### What this exercise asks
1. Please render this sentence from the Windows Firewall discussion in German: "I've never been fully satisfied with software firewalls, but WFC comes close."
2. Pick up the Windows Firewall discussion after its final line and carry it forward.

### Excerpted passage
***
I'm not a macOS user anymore, but when I was, Little Snitch did more than just block/allow all connections a program makes. You get a popup/window for each connection attempt, and can whitelist the process, domain, specific address, port and more.

Is this really how Windows Firewall works? Because I've used Windows for more than two decades, and I only remember a boolean "allow/disallow" based on the program itself, when it tries to make a connection, then you see nothing else unless you manually go and dig into the configuration/rules. Have I been missing out on something?

3 comments

Windows Firewall Control, now owned by Malwarebytes, adds notification on connection attempt as a feature, while leaving windows firewall running intact.

I've never been fully satisfied with software firewalls, but WFC comes close.

Weird, why does a search show this is from https://www.binisoft.org/wfc. How is this associated with Malwarebytes except the use of their name and logo? I would trust this a lot more if it was hosted by Malwarebytes and not a link on their forum https://forums.malwarebytes.com/topic/296798-malwarebytes-wi...
It is absolutely not how Windows work.
***
### Material supplied
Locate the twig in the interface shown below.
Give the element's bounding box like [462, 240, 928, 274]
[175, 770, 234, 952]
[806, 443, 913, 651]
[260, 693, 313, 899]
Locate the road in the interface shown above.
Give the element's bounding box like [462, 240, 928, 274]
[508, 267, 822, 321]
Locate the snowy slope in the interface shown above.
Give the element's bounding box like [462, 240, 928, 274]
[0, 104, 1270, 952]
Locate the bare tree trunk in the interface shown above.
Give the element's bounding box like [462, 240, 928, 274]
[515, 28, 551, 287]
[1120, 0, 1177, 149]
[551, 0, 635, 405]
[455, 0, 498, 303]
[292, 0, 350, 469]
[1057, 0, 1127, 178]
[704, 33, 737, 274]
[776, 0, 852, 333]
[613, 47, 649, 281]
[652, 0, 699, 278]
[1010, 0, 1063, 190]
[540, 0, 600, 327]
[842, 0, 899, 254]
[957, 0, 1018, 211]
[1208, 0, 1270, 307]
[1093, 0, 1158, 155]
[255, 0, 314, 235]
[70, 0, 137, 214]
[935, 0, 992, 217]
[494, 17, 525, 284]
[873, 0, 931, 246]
***
### Answer set
1. Ich war mit Software-Firewalls nie ganz zufrieden, aber WFC kommt dem schon nahe.

2.
It absolutely is, if you take a moment to set it up. By default outgoing connections that don't match a rule are allowed. It's very easy to change the settings to disallow by default, and to set up rules based on "process, domain, specific address, port and more".

In Windows Defender Firewall settings right click Outbound Rules, click New Rule. Choose the type of rule (Program, Port, Predefined, Custom). You can apply the rule to a program / set of programs, a service or globally. You can apply it by protocol, port, IP, specific network interfaces etc. The only thing I can't find that was mentioned in GP is rules based on domain/address - I'm not sure if this is a limitation of the firewall or I'm just too dumb to find it.

You skipped the "you get a popup" part, which is an important and missing feature. Windows firewall only does popups for opening ports.
You'll get a popup to allow it, but it's on/off. But you can manually create rules for each .exe as well.